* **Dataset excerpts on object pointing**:
>>>>

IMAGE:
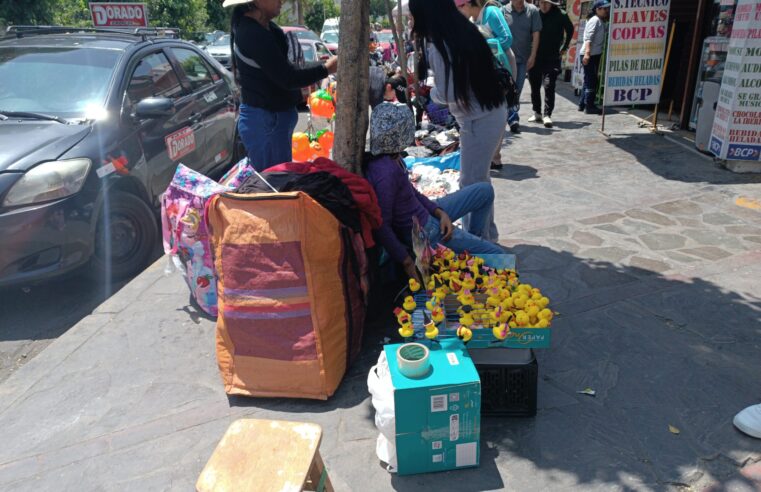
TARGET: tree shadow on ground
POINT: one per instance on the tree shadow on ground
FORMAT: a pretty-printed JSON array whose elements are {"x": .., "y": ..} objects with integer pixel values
[
  {"x": 515, "y": 172},
  {"x": 659, "y": 154},
  {"x": 657, "y": 350}
]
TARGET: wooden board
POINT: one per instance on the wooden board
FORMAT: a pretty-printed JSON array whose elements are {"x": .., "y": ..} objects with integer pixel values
[{"x": 272, "y": 455}]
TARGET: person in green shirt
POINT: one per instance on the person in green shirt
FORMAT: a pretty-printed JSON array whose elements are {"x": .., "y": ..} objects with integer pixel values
[{"x": 557, "y": 33}]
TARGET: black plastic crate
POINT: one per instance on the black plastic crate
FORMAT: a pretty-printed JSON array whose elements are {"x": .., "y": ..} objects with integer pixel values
[{"x": 508, "y": 381}]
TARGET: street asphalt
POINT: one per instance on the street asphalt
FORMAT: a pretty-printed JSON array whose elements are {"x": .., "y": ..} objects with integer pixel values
[{"x": 650, "y": 252}]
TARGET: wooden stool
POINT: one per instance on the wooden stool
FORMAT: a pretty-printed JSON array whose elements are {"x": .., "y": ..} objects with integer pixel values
[{"x": 266, "y": 455}]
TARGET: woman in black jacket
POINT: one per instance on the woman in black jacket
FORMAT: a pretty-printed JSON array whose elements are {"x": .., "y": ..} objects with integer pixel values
[{"x": 270, "y": 85}]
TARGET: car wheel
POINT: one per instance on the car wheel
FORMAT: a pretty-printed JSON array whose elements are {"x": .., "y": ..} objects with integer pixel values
[{"x": 125, "y": 237}]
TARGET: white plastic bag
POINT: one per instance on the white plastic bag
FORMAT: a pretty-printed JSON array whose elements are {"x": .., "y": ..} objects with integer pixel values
[{"x": 382, "y": 391}]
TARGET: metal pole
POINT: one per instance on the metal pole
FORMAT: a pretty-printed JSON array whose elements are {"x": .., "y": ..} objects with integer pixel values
[{"x": 663, "y": 77}]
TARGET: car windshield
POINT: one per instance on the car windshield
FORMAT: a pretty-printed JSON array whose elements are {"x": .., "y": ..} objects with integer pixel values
[
  {"x": 65, "y": 82},
  {"x": 330, "y": 37},
  {"x": 307, "y": 35},
  {"x": 309, "y": 53},
  {"x": 223, "y": 41}
]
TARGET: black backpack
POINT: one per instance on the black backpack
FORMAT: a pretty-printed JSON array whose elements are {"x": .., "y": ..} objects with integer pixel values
[{"x": 295, "y": 53}]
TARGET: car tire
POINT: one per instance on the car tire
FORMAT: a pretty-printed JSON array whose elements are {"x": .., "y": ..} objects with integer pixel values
[{"x": 132, "y": 237}]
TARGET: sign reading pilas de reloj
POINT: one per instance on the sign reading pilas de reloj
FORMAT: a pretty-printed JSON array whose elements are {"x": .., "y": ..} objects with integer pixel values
[
  {"x": 736, "y": 132},
  {"x": 636, "y": 46},
  {"x": 111, "y": 14}
]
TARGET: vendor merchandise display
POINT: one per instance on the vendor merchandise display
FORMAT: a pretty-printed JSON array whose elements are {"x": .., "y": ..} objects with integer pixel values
[
  {"x": 185, "y": 235},
  {"x": 431, "y": 422},
  {"x": 478, "y": 301},
  {"x": 434, "y": 182},
  {"x": 290, "y": 313}
]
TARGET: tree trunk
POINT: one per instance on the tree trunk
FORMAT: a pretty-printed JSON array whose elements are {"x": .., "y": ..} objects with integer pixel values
[{"x": 353, "y": 82}]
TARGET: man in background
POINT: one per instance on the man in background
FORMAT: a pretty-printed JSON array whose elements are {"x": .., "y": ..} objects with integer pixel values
[
  {"x": 525, "y": 25},
  {"x": 591, "y": 54},
  {"x": 557, "y": 33}
]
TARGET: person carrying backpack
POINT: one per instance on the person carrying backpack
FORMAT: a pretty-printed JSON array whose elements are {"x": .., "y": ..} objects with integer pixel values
[
  {"x": 270, "y": 83},
  {"x": 487, "y": 15}
]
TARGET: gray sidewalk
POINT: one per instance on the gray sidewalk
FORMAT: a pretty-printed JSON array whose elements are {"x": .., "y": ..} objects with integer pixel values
[{"x": 651, "y": 254}]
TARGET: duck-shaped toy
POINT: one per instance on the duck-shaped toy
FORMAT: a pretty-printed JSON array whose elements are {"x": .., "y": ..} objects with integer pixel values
[
  {"x": 409, "y": 304},
  {"x": 500, "y": 331},
  {"x": 414, "y": 285},
  {"x": 432, "y": 302},
  {"x": 402, "y": 316},
  {"x": 406, "y": 331},
  {"x": 437, "y": 314},
  {"x": 464, "y": 333},
  {"x": 431, "y": 331}
]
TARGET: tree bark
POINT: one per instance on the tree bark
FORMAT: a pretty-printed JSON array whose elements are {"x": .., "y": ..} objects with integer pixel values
[{"x": 353, "y": 81}]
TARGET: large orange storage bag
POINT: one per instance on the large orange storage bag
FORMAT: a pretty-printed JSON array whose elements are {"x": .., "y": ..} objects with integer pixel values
[{"x": 290, "y": 306}]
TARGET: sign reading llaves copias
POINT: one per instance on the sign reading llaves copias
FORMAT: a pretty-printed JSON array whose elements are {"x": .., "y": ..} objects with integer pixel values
[
  {"x": 736, "y": 132},
  {"x": 635, "y": 56},
  {"x": 107, "y": 14}
]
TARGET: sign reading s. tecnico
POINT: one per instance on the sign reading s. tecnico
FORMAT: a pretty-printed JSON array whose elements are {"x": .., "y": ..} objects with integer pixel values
[
  {"x": 636, "y": 46},
  {"x": 736, "y": 132},
  {"x": 109, "y": 14}
]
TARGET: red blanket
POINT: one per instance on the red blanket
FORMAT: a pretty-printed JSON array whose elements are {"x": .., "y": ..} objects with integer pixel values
[{"x": 361, "y": 190}]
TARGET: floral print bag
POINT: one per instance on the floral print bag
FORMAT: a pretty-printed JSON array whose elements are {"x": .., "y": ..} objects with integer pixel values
[{"x": 184, "y": 230}]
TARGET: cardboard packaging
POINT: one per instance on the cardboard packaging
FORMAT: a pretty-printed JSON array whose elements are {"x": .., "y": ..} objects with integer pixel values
[{"x": 438, "y": 416}]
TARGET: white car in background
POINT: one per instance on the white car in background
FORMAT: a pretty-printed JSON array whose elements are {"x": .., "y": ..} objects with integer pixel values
[{"x": 220, "y": 51}]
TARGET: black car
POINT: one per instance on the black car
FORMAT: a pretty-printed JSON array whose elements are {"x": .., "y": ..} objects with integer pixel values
[{"x": 93, "y": 124}]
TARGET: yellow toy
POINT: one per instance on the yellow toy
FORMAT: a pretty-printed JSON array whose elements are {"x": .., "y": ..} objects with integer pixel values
[
  {"x": 414, "y": 285},
  {"x": 464, "y": 334},
  {"x": 431, "y": 332},
  {"x": 500, "y": 331},
  {"x": 402, "y": 316},
  {"x": 437, "y": 314},
  {"x": 432, "y": 303},
  {"x": 466, "y": 319},
  {"x": 409, "y": 304},
  {"x": 406, "y": 331}
]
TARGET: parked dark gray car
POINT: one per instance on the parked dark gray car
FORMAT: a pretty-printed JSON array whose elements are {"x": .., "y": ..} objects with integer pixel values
[{"x": 92, "y": 126}]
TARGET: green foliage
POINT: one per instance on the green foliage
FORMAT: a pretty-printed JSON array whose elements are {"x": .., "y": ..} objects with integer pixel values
[
  {"x": 192, "y": 16},
  {"x": 318, "y": 11},
  {"x": 27, "y": 12}
]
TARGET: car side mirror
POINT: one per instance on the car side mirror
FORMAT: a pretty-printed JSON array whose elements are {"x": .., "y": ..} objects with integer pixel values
[{"x": 154, "y": 107}]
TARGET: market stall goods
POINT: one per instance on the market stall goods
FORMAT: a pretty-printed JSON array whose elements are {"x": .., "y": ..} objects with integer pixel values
[{"x": 290, "y": 305}]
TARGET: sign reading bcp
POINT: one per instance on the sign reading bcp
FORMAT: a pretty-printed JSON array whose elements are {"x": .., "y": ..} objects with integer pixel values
[
  {"x": 119, "y": 14},
  {"x": 635, "y": 58}
]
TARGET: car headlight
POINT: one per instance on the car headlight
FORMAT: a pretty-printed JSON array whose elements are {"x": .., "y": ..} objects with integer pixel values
[{"x": 49, "y": 181}]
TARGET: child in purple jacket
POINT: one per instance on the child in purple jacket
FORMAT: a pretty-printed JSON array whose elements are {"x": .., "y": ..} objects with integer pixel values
[{"x": 392, "y": 129}]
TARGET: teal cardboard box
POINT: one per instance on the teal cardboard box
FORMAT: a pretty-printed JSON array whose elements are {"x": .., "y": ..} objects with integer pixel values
[{"x": 438, "y": 416}]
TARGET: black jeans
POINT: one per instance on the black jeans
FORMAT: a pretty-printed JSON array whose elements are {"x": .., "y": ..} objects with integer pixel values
[
  {"x": 544, "y": 74},
  {"x": 589, "y": 92}
]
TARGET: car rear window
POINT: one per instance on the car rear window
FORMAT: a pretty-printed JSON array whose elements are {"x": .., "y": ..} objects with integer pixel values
[
  {"x": 198, "y": 73},
  {"x": 68, "y": 82}
]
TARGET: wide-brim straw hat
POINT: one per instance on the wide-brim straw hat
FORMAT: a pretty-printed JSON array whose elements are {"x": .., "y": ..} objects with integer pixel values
[{"x": 232, "y": 3}]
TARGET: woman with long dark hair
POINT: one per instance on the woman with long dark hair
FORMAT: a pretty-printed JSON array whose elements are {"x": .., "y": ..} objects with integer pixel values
[
  {"x": 270, "y": 84},
  {"x": 466, "y": 80}
]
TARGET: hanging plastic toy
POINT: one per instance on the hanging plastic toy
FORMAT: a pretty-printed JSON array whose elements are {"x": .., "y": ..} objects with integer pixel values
[{"x": 321, "y": 104}]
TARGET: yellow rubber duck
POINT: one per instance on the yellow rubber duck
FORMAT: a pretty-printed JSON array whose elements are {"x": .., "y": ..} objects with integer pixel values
[
  {"x": 431, "y": 331},
  {"x": 464, "y": 334},
  {"x": 432, "y": 303},
  {"x": 409, "y": 304},
  {"x": 437, "y": 314},
  {"x": 402, "y": 316},
  {"x": 500, "y": 331},
  {"x": 467, "y": 320},
  {"x": 406, "y": 331},
  {"x": 414, "y": 285}
]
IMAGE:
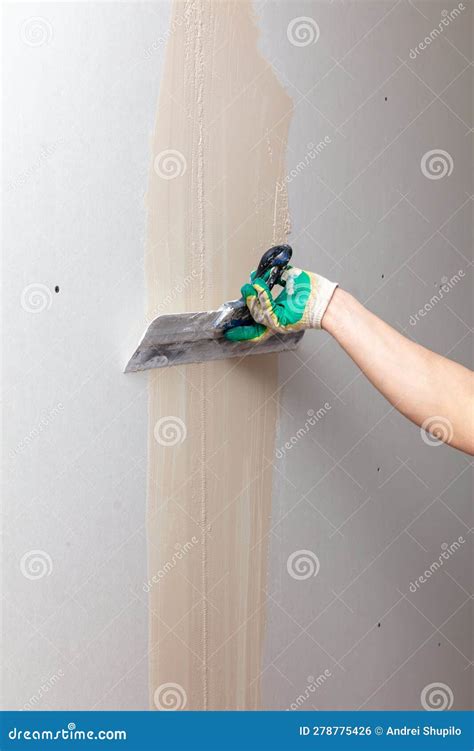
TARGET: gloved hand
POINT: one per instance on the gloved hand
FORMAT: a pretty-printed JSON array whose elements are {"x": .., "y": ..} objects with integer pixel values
[{"x": 301, "y": 305}]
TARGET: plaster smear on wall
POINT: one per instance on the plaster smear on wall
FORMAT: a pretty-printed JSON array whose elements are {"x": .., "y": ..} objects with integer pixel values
[{"x": 218, "y": 155}]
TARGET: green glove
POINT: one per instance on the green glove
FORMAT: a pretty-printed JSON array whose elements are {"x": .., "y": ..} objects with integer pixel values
[{"x": 301, "y": 305}]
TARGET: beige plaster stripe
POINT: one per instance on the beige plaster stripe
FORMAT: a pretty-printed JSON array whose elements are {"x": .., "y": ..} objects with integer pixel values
[{"x": 225, "y": 116}]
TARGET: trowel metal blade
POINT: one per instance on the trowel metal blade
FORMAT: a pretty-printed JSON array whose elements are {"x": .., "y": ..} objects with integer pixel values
[{"x": 199, "y": 337}]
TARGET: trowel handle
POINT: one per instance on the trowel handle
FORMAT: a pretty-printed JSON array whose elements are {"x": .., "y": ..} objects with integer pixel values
[{"x": 276, "y": 259}]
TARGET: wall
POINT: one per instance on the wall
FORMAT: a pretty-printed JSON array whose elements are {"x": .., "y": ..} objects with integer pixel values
[
  {"x": 81, "y": 82},
  {"x": 360, "y": 489}
]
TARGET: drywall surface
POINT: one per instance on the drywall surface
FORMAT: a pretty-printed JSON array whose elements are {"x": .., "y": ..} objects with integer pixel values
[
  {"x": 214, "y": 207},
  {"x": 380, "y": 194},
  {"x": 80, "y": 84},
  {"x": 353, "y": 503}
]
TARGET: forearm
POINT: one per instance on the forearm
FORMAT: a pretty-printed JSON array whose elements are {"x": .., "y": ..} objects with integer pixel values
[{"x": 419, "y": 383}]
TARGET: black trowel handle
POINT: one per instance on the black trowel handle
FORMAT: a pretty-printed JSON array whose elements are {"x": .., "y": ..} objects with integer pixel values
[{"x": 275, "y": 260}]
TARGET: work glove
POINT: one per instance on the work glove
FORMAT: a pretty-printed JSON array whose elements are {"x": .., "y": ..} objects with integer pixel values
[{"x": 301, "y": 305}]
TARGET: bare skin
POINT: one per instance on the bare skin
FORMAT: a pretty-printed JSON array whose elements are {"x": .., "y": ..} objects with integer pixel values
[{"x": 419, "y": 383}]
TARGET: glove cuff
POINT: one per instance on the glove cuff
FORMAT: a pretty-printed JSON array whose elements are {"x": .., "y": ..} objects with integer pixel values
[{"x": 321, "y": 294}]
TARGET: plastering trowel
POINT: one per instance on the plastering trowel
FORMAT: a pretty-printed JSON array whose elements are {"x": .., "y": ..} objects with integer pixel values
[{"x": 199, "y": 337}]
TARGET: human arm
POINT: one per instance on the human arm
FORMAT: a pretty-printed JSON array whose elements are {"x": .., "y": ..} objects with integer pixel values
[{"x": 429, "y": 389}]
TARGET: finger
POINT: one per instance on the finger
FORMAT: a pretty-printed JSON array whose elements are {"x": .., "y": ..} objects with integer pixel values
[{"x": 265, "y": 307}]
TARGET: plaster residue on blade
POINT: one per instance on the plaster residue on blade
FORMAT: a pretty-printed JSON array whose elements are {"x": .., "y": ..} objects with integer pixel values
[{"x": 213, "y": 208}]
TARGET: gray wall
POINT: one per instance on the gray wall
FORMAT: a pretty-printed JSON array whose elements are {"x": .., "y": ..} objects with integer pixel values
[
  {"x": 361, "y": 489},
  {"x": 80, "y": 87}
]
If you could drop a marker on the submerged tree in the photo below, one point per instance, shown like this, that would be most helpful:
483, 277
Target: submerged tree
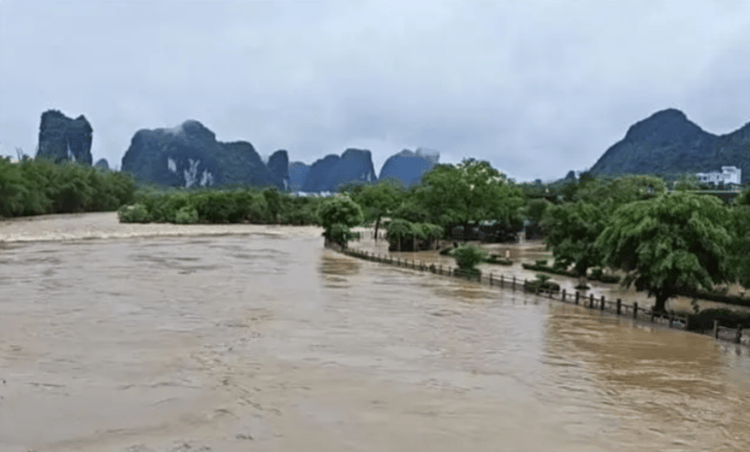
571, 229
468, 193
336, 216
378, 200
678, 241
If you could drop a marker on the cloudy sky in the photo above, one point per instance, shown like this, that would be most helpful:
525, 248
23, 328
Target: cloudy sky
537, 87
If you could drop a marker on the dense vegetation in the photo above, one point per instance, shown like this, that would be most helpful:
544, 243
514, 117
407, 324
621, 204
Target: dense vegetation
38, 186
665, 243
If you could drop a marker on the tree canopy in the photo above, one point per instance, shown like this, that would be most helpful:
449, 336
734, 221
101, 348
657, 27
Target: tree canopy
377, 200
676, 241
336, 215
468, 192
571, 229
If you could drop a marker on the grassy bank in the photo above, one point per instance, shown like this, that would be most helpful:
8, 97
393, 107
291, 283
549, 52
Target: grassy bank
246, 205
38, 187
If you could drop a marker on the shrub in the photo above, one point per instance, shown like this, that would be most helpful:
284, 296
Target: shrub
340, 234
469, 256
186, 215
137, 213
726, 317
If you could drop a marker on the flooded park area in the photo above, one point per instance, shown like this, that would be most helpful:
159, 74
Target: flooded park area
166, 338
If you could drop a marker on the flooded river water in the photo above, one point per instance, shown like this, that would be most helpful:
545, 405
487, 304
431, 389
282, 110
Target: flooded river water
266, 341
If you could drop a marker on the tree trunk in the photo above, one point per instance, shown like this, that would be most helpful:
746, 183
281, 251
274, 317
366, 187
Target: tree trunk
377, 226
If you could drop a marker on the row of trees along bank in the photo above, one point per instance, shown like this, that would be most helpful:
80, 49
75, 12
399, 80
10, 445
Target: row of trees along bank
38, 186
662, 242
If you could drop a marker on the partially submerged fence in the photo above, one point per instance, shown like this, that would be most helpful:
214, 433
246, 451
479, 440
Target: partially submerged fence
617, 307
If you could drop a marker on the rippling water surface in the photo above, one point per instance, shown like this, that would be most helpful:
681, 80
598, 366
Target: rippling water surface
269, 342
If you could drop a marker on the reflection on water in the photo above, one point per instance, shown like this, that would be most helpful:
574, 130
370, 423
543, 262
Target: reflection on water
157, 344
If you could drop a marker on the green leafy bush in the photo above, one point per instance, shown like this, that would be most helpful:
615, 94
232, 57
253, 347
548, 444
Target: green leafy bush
137, 213
186, 215
469, 256
38, 186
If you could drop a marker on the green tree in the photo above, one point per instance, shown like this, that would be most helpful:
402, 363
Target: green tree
467, 193
570, 232
378, 200
572, 228
740, 249
535, 209
468, 257
336, 215
677, 241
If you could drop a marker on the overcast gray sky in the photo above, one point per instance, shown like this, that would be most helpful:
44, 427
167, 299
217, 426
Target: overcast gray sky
537, 87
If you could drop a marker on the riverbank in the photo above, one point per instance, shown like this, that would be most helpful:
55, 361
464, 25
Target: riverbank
271, 342
529, 252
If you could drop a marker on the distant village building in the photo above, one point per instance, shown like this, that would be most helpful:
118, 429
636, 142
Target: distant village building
728, 175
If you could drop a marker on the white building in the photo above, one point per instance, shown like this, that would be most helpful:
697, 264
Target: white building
728, 175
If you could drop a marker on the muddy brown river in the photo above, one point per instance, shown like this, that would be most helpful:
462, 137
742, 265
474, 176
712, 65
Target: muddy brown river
162, 338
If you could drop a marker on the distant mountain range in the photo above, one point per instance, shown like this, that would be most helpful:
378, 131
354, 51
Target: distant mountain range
668, 143
189, 155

<<<<

* **YOUR GOAL**: Copy out the lines from the one containing "If you could drop a marker on the muddy" through the final line, swapping "muddy" for "murky" and changing nothing else.

* **OUTPUT OF THE TASK**:
If you could drop a marker on the murky brown river in the photo above, one point per instance, shown like this, that would be most helpful:
462, 137
742, 265
474, 176
712, 65
Target: murky brown river
162, 338
If you could drop a marker on the distant mountain range in the photo above, one point per instance, shown like this, that would be most helpful:
378, 131
354, 51
Target: distant mountain range
668, 143
189, 155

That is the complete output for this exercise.